_Study text_
■ ■ ■ ■ ■ ■ ■
Understanding the nuances between food allergies and food sensitivities is crucial for your well-being. While these both involve reactions to foods, they refer to distinct physiological responses to food. In this blog post, we'll explore the differences between food allergies and food sensitivities and delve into how you can effectively be evaluated for both.
What's a food allergy?
Food allergies are immune system responses to specific proteins found in certain foods. The body perceives these proteins as threats, produces specific IgE antibodies against the allergen, and releases chemicals such as histamine within minutes to hours of exposure. Symptoms typically resolve within 24 hours or less.
Symptoms of a food allergy can range from mild to severe and may include hives, itching, swelling, abdominal pain, difficulty breathing, and even anaphylaxis in extreme cases. Common allergens include peanut, tree nut, shellfish, dairy, and eggs.
Food allergy tests
If you think you have a food allergy, a food allergy test alone won’t tell you everything you need to know. Your symptom history is just as important, which is why it’s crucial to consult with your primary care physician or an allergist. They may recommend a variety of food allergy tests, including skin prick tests, blood tests, or oral food challenges.
Skin Prick Test:
This test involves placing a small amount of the suspected allergen on the skin, typically on the forearm or back. A tiny device causes a small scratch in the skin, allowing the allergen to enter. If local swelling and redness develop, it may indicate an allergy.
Blood tests, like an IgE blood test, measure the levels of antibodies produced in response to specific allergens. Elevated levels of these antibodies may suggest an allergy to certain foods. Component testing is another type of blood test that checks IgE antibodies to more specific food protein components. This is useful in identifying the risk of having a true food allergy.
Oral Food Challenge:
The gold standard in diagnostic testing of food allergies. This is a medical procedure where a food is eaten in small incremental amounts under medical supervision to assess for the development of symptoms. This will help to diagnose or rule out a food allergy.
If you live in the Tri-Sate Area, you can book an appointment at our allergy clinic in NYC. We offer same-day results.
What’s a food sensitivity?
Food sensitivities, on the other hand, are more subtle and often result in delayed reactions. Unlike allergies, sensitivities don't involve the immune system or anaphylaxis; instead, they are associated with the digestive system's difficulty in processing certain foods. Symptoms may include bloating, headaches, fatigue, and joint pain.
Identifying food sensitivities can be challenging due to the delayed nature of the symptoms and lack of validated testing. However, several methods can help pinpoint problematic foods.
Food sensitivity testing
This method involves systematically removing potential trigger foods from the diet and monitoring for symptom relief. After a period of elimination, individual foods are reintroduced to identify the specific culprit food(s). Keeping a detailed food diary during this process helps identify patterns of symptoms.
■ ■ ■ ■ ■ ■ ■
Referring expression grounding data:
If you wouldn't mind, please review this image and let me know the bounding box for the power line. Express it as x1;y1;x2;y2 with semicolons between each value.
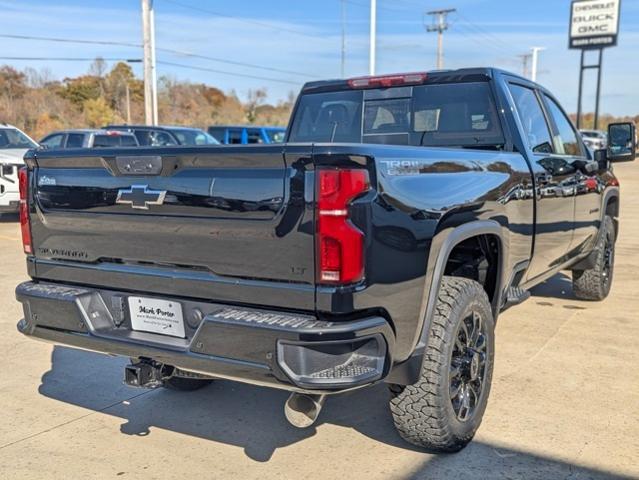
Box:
426;8;456;70
158;0;323;38
0;34;315;78
0;56;301;85
456;12;524;51
0;56;142;63
158;60;302;86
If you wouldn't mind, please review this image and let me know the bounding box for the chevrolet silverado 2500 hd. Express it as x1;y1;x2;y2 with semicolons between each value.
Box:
16;69;635;451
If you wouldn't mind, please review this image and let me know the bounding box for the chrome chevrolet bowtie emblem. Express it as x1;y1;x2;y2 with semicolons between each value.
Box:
115;185;166;210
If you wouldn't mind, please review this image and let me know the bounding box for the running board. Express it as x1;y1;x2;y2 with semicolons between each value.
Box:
502;287;530;311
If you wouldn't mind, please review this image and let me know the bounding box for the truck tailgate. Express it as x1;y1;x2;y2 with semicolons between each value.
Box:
31;145;315;310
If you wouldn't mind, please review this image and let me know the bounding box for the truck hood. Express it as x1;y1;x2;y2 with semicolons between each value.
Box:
0;148;28;165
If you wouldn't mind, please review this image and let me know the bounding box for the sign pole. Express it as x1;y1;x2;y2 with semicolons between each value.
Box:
577;50;585;129
568;0;621;130
595;48;603;130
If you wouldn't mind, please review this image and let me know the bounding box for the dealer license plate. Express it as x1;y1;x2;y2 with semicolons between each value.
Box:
129;297;185;338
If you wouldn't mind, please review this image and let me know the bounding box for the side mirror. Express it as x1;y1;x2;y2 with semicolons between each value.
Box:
592;148;610;170
608;123;637;160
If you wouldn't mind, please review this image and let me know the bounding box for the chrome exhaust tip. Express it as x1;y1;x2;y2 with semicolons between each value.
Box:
284;392;326;428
■ ■ ■ ■ ■ ■ ■
_What is needed_
Please continue the blog post on food allergies and food sensitivities from the point where it stops.

_Answer below_
Unproven and non-standardized tests
Below is a list of controversial food allergy tests. From a medical standpoint, we do not recommend diagnosing a food allergy or sensitivity with one of these tests. However, it’s important to be aware that they exist when scoping out your options:
- IgG/IgG4 testing: This test measures the immunoglobulin G (IgG) antibodies your body produces in response to specific foods.
- Applied kinesiology: Also known as “muscle therapy,” this test puts a suspected food in one hand and measures the resistance to it in the opposite arm.
- Cytotoxicity testing: This test assesses changes in physical white cell growth under a microscope after food exposure.
- Electrodermal (Vega) testing: This test allegedly measures the body’s energy levels. If you’re allergic to a certain food, energy levels are meant to decrease when you consume it.
- Hair analysis: Your hair’s mineral content is examined to determine a food allergy.
- Pulse testing: Your pulse is taken before eating the suspected food and then 15 minutes afterward. The test claims that an increase of ten beats per minute indicates a food intolerance.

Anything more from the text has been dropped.